==== PASSAGE CITÉ

Par courrier en date du 12 février 2018, la S.A.R.L. [4] a saisi la commission de recours amiable de l’URSSAF PACA d’une contestation de la mise en demeure du 26 décembre 2017 uniquement au titre du chef de redressement n° 2 intitulé « comptes courants débiteurs » d’un montant de 45.309 € en cotisations.
Le 6 décembre 2018, la commission de recours amiable de l’URSSAF PACA a rendu une décision explicite de rejet et a maintenu le redressement opéré.
Par requête reçue le 19 février 2019, la S.A.R.L. [4] a saisi le pôle social du tribunal de grande instance de Marseille – devenu pôle social du tribunal judiciaire de Marseille – d’un recours contre la décision de la commission de recours amiable du 6 décembre 2018.

========
==== DONNÉES ENREGISTRÉES

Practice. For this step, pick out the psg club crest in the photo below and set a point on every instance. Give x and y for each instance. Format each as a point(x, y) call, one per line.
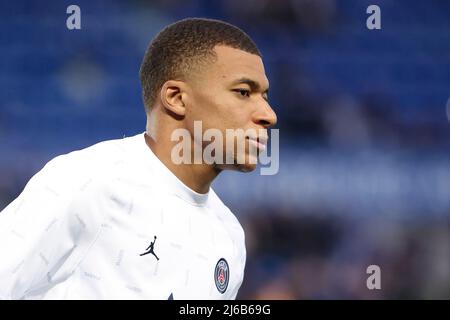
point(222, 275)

========

# TRAVAIL DEMANDÉ
1. Dans le passage cité sur le recours contre l'URSSAF PACA, à combien s'élève en cotisations le chef de redressement n° 2 ?
2. Écrivez la suite du passage cité sur le recours contre l'URSSAF PACA, à partir de sa dernière phrase.

# RÉPONSES PAR TÂCHE
1. Il s'élève à 45.309 € en cotisations.

2.
L’affaire a été retenue à l’audience de plaidoirie du 6 mai 2024.
Par voie de conclusions n° 2, soutenues oralement par son conseil, la S.A.R.L. [4] demande au tribunal de :
-déclarer son recours recevable en la forme,
-réformer la décision de la commission de recours amiable de l’URSSAF PACA,
-constater que les sommes en litige ne peuvent être qualifiées de rémunération,
-constater que les rappels opérés par l’URSSAF sont infondés,
-juger que les rappels opérés par l’URSSAF PACA sont nuls,
-Prononcer la nullité de la mise en demeure du 26 décembre 2017,
-dire et juger qu’il sera sursis au paiement des rappels de cotisations,
-débouter l’URSSAF PACA de l’ensemble de ses demandes, fins et prétentions,
-condamner l’URSSAF PACA à lui payer la somme de 1.500 € au titre de l’article 700 du code de procédure civile ainsi qu’aux dépens de l’instance.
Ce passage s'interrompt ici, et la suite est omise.